▸ **INPUT DATA**

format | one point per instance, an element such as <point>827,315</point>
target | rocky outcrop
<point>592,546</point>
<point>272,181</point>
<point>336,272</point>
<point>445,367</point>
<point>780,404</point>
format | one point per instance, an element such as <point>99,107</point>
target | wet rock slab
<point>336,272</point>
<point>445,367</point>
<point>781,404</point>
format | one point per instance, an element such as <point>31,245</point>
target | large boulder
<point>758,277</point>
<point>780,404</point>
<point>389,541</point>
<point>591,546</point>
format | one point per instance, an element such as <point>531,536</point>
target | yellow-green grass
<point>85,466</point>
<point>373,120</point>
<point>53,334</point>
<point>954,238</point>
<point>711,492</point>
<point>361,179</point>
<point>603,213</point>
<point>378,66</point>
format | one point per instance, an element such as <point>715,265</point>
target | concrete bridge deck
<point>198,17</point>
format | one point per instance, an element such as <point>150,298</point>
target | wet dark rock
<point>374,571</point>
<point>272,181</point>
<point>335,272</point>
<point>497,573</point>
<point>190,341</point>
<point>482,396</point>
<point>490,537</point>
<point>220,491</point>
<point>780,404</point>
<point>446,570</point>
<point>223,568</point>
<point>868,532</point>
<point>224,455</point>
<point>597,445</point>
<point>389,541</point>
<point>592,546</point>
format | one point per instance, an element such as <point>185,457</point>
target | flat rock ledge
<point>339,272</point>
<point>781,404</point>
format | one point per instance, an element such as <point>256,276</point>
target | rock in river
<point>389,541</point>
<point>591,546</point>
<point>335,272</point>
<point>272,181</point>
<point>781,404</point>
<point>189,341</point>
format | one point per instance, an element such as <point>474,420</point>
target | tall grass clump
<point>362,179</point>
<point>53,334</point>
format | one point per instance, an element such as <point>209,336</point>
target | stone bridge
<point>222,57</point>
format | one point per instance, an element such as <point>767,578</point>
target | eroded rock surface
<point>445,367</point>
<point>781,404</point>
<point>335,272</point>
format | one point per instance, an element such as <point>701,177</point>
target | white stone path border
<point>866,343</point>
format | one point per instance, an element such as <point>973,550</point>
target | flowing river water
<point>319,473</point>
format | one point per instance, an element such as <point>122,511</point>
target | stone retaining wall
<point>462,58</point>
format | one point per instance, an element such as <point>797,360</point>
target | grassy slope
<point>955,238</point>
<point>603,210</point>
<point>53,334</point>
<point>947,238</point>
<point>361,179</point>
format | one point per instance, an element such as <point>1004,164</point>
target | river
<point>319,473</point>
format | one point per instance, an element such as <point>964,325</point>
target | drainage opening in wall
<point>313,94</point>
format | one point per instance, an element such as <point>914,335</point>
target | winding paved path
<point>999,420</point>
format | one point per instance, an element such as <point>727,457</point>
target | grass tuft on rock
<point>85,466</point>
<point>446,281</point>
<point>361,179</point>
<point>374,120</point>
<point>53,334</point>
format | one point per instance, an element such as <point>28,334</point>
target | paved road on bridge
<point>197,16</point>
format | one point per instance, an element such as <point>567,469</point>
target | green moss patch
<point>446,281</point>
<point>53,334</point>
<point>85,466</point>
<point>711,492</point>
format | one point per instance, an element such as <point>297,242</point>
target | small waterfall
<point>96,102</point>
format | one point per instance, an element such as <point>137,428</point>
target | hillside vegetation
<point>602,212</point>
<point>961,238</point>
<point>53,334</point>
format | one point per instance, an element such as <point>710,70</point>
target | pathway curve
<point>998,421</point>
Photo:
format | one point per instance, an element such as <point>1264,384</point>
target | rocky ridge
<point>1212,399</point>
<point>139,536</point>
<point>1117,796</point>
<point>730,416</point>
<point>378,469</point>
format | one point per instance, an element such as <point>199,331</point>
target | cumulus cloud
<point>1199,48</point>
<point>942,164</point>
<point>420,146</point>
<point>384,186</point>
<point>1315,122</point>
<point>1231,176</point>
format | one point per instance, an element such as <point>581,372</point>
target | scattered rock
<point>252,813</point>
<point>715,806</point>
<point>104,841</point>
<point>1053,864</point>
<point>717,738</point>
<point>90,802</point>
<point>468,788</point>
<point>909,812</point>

▸ **DIRECTION**
Write out all of the records above exactly as they appear.

▸ **SOLUTION TO THE PROBLEM**
format | one point per instance, an element such as <point>827,315</point>
target | rocky outcrop
<point>592,546</point>
<point>272,181</point>
<point>336,272</point>
<point>445,367</point>
<point>780,404</point>
format | one point per instance, an element such as <point>99,107</point>
target | wet rock slab
<point>336,272</point>
<point>445,367</point>
<point>781,404</point>
format | one point per instance, an element such as <point>31,245</point>
target | large boulder
<point>758,277</point>
<point>780,404</point>
<point>389,541</point>
<point>591,546</point>
format | one point per instance, an element such as <point>531,536</point>
target | yellow-green grass
<point>85,466</point>
<point>373,120</point>
<point>53,334</point>
<point>954,238</point>
<point>711,492</point>
<point>361,179</point>
<point>603,213</point>
<point>378,66</point>
format | one point per instance, an element such as <point>715,265</point>
target | concrete bridge deck
<point>198,17</point>
format | one point per instance, an element such as <point>150,298</point>
target | wet dark rock
<point>374,571</point>
<point>272,181</point>
<point>335,272</point>
<point>497,573</point>
<point>190,341</point>
<point>482,396</point>
<point>490,537</point>
<point>220,491</point>
<point>780,404</point>
<point>446,570</point>
<point>223,568</point>
<point>868,532</point>
<point>224,455</point>
<point>597,445</point>
<point>389,541</point>
<point>592,546</point>
format | one point per instance, an element such as <point>185,457</point>
target | flat rock ledge
<point>339,272</point>
<point>781,404</point>
format | one point per instance, an element such as <point>256,276</point>
target | rock in river
<point>389,541</point>
<point>591,546</point>
<point>335,272</point>
<point>272,181</point>
<point>781,404</point>
<point>189,341</point>
format | one point per instance, an element such as <point>474,420</point>
target | tall grass clump
<point>362,179</point>
<point>53,334</point>
format | one point per instance, an element such as <point>209,336</point>
target | stone bridge
<point>222,57</point>
format | one point per instance, an element such as <point>767,578</point>
target | eroded rock surface
<point>445,367</point>
<point>781,404</point>
<point>335,272</point>
format | one point per instance, an element such as <point>701,177</point>
target | white stone path border
<point>866,343</point>
format | one point per instance, an element such as <point>973,550</point>
target | flowing river water
<point>319,473</point>
format | one point per instance, an element such as <point>122,511</point>
target | stone retaining wall
<point>462,58</point>
format | one point per instance, an element such as <point>797,360</point>
target | grassy slope
<point>955,238</point>
<point>603,210</point>
<point>53,334</point>
<point>947,238</point>
<point>361,179</point>
format | one point per instance, an element such as <point>1004,164</point>
target | river
<point>319,473</point>
format | one point per instance, an element such as <point>964,325</point>
target | drainage opening in wall
<point>313,94</point>
format | one point per instance, an element such as <point>914,335</point>
target | winding paved path
<point>999,420</point>
format | one point per instance, an element such as <point>727,457</point>
target | grass tuft on rock
<point>85,466</point>
<point>446,281</point>
<point>361,179</point>
<point>374,120</point>
<point>53,334</point>
format | one point per instance, an element such as <point>28,334</point>
target | paved road on bridge
<point>197,16</point>
format | one point per instance, an element such as <point>567,469</point>
target | green moss patch
<point>446,281</point>
<point>53,334</point>
<point>85,466</point>
<point>711,492</point>
format | one point per instance, an element such as <point>297,242</point>
target | small waterfall
<point>96,102</point>
format | one point per instance, an element such as <point>137,428</point>
target | hillside vegetation
<point>602,212</point>
<point>961,238</point>
<point>53,334</point>
format | one point per instance, an element such as <point>710,70</point>
target | pathway curve
<point>998,421</point>
Photo:
format | one point per instance, an element such as <point>1264,384</point>
target | rocky ridge
<point>1212,399</point>
<point>139,536</point>
<point>1117,796</point>
<point>730,416</point>
<point>378,469</point>
format | one point per instance, an element such as <point>199,331</point>
target | cumulus cloud
<point>1199,48</point>
<point>942,164</point>
<point>420,146</point>
<point>384,186</point>
<point>1315,122</point>
<point>1231,176</point>
format | one point per instance, an element such as <point>581,372</point>
target | scattered rock
<point>252,813</point>
<point>715,806</point>
<point>104,841</point>
<point>1053,864</point>
<point>717,738</point>
<point>90,802</point>
<point>468,788</point>
<point>909,812</point>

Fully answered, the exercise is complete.